* **Description of the task**: Please check every line of the listing for "sill" and copy each line where it is found.

▼▼▼

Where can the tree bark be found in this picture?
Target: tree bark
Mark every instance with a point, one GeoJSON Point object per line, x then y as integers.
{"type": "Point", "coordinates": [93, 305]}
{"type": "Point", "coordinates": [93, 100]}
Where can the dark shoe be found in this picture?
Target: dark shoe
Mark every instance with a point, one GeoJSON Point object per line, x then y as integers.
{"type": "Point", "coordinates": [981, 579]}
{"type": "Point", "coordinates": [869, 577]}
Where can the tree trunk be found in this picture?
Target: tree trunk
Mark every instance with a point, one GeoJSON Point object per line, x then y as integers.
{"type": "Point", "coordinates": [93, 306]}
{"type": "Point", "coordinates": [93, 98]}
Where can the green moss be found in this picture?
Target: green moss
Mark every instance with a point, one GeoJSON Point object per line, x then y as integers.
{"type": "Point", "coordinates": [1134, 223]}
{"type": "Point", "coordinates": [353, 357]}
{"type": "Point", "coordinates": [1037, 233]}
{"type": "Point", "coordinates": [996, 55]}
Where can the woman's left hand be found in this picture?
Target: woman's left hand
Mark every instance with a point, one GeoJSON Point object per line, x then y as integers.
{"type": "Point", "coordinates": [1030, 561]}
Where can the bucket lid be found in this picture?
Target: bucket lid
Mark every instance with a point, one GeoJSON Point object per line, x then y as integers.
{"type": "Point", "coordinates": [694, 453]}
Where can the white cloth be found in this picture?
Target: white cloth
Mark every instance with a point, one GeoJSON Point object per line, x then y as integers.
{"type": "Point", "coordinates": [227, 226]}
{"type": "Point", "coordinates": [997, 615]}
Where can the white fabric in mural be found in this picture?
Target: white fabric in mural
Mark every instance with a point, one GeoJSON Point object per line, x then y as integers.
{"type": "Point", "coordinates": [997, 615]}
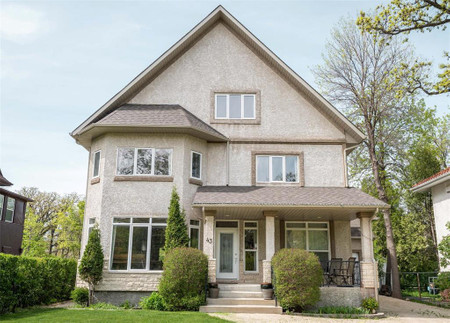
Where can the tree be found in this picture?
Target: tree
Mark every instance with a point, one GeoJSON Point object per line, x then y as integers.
{"type": "Point", "coordinates": [91, 265]}
{"type": "Point", "coordinates": [402, 17]}
{"type": "Point", "coordinates": [176, 231]}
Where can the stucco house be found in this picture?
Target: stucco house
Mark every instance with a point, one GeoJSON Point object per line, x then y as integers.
{"type": "Point", "coordinates": [257, 155]}
{"type": "Point", "coordinates": [439, 185]}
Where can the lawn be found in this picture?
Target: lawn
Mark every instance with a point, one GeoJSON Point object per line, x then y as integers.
{"type": "Point", "coordinates": [86, 315]}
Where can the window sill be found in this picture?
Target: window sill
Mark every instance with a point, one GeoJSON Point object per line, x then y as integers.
{"type": "Point", "coordinates": [95, 180]}
{"type": "Point", "coordinates": [195, 181]}
{"type": "Point", "coordinates": [143, 179]}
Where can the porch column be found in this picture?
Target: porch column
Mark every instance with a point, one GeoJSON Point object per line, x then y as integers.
{"type": "Point", "coordinates": [208, 243]}
{"type": "Point", "coordinates": [368, 266]}
{"type": "Point", "coordinates": [270, 245]}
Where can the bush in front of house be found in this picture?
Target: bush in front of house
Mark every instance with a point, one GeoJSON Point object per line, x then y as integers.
{"type": "Point", "coordinates": [298, 275]}
{"type": "Point", "coordinates": [182, 284]}
{"type": "Point", "coordinates": [27, 281]}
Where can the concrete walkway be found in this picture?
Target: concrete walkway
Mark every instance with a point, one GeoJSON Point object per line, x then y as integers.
{"type": "Point", "coordinates": [396, 311]}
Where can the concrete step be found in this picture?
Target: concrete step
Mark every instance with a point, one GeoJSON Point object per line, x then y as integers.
{"type": "Point", "coordinates": [240, 301]}
{"type": "Point", "coordinates": [241, 309]}
{"type": "Point", "coordinates": [239, 294]}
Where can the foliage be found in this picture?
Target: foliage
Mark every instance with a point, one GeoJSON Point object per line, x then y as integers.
{"type": "Point", "coordinates": [176, 231]}
{"type": "Point", "coordinates": [298, 277]}
{"type": "Point", "coordinates": [27, 281]}
{"type": "Point", "coordinates": [80, 295]}
{"type": "Point", "coordinates": [153, 302]}
{"type": "Point", "coordinates": [182, 285]}
{"type": "Point", "coordinates": [370, 304]}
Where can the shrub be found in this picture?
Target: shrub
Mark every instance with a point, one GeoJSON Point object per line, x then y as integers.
{"type": "Point", "coordinates": [153, 302]}
{"type": "Point", "coordinates": [80, 296]}
{"type": "Point", "coordinates": [298, 276]}
{"type": "Point", "coordinates": [182, 285]}
{"type": "Point", "coordinates": [370, 304]}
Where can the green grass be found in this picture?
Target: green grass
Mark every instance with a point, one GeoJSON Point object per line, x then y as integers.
{"type": "Point", "coordinates": [105, 315]}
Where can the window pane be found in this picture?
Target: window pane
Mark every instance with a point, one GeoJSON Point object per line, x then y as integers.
{"type": "Point", "coordinates": [251, 239]}
{"type": "Point", "coordinates": [139, 248]}
{"type": "Point", "coordinates": [193, 243]}
{"type": "Point", "coordinates": [296, 239]}
{"type": "Point", "coordinates": [277, 169]}
{"type": "Point", "coordinates": [120, 247]}
{"type": "Point", "coordinates": [250, 260]}
{"type": "Point", "coordinates": [125, 161]}
{"type": "Point", "coordinates": [262, 166]}
{"type": "Point", "coordinates": [318, 240]}
{"type": "Point", "coordinates": [249, 106]}
{"type": "Point", "coordinates": [196, 164]}
{"type": "Point", "coordinates": [96, 163]}
{"type": "Point", "coordinates": [157, 242]}
{"type": "Point", "coordinates": [162, 159]}
{"type": "Point", "coordinates": [144, 161]}
{"type": "Point", "coordinates": [235, 106]}
{"type": "Point", "coordinates": [221, 108]}
{"type": "Point", "coordinates": [291, 168]}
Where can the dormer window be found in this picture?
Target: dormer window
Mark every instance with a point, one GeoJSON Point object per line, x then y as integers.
{"type": "Point", "coordinates": [235, 106]}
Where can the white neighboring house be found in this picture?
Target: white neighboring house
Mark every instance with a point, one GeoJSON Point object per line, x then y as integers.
{"type": "Point", "coordinates": [439, 185]}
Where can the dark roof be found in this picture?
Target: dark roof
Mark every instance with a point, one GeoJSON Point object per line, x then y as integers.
{"type": "Point", "coordinates": [285, 196]}
{"type": "Point", "coordinates": [4, 181]}
{"type": "Point", "coordinates": [158, 116]}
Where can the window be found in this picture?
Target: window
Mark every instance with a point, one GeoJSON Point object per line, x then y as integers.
{"type": "Point", "coordinates": [311, 236]}
{"type": "Point", "coordinates": [194, 234]}
{"type": "Point", "coordinates": [136, 243]}
{"type": "Point", "coordinates": [235, 106]}
{"type": "Point", "coordinates": [277, 169]}
{"type": "Point", "coordinates": [96, 164]}
{"type": "Point", "coordinates": [144, 161]}
{"type": "Point", "coordinates": [196, 165]}
{"type": "Point", "coordinates": [10, 206]}
{"type": "Point", "coordinates": [251, 246]}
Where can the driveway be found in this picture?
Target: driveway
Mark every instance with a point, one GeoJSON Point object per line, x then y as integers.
{"type": "Point", "coordinates": [396, 310]}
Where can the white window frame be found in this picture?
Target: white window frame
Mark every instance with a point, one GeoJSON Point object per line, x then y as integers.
{"type": "Point", "coordinates": [227, 117]}
{"type": "Point", "coordinates": [201, 163]}
{"type": "Point", "coordinates": [93, 164]}
{"type": "Point", "coordinates": [307, 229]}
{"type": "Point", "coordinates": [252, 250]}
{"type": "Point", "coordinates": [153, 161]}
{"type": "Point", "coordinates": [131, 225]}
{"type": "Point", "coordinates": [283, 166]}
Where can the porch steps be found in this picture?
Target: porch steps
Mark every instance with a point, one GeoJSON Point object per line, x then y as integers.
{"type": "Point", "coordinates": [240, 298]}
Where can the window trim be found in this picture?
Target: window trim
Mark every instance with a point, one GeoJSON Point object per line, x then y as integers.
{"type": "Point", "coordinates": [252, 250]}
{"type": "Point", "coordinates": [307, 229]}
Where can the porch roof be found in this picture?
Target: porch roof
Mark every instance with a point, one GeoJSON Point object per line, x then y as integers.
{"type": "Point", "coordinates": [285, 196]}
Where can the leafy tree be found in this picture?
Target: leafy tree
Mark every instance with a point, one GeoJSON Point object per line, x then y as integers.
{"type": "Point", "coordinates": [176, 231]}
{"type": "Point", "coordinates": [91, 265]}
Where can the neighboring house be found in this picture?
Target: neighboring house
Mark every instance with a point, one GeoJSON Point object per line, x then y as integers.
{"type": "Point", "coordinates": [12, 218]}
{"type": "Point", "coordinates": [439, 185]}
{"type": "Point", "coordinates": [257, 155]}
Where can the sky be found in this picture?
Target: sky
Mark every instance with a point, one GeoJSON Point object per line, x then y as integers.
{"type": "Point", "coordinates": [61, 60]}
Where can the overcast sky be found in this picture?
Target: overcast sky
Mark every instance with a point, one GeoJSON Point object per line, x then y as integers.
{"type": "Point", "coordinates": [62, 60]}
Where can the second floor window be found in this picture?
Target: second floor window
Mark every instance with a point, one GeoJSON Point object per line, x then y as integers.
{"type": "Point", "coordinates": [235, 106]}
{"type": "Point", "coordinates": [281, 169]}
{"type": "Point", "coordinates": [144, 161]}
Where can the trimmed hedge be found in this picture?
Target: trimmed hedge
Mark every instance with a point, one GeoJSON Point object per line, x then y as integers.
{"type": "Point", "coordinates": [183, 282]}
{"type": "Point", "coordinates": [298, 276]}
{"type": "Point", "coordinates": [27, 281]}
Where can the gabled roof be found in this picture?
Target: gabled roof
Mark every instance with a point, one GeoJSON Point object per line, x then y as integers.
{"type": "Point", "coordinates": [433, 180]}
{"type": "Point", "coordinates": [186, 42]}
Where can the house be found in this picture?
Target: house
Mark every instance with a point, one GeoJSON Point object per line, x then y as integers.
{"type": "Point", "coordinates": [12, 218]}
{"type": "Point", "coordinates": [439, 185]}
{"type": "Point", "coordinates": [257, 155]}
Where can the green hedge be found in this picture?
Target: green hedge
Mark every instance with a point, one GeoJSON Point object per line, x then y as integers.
{"type": "Point", "coordinates": [27, 281]}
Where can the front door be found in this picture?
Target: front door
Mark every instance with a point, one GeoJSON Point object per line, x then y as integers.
{"type": "Point", "coordinates": [227, 253]}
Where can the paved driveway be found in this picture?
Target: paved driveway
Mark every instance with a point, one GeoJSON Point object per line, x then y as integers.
{"type": "Point", "coordinates": [396, 311]}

▲▲▲

* **Task response**:
Where can the window sill be found in this picture?
Target: window sill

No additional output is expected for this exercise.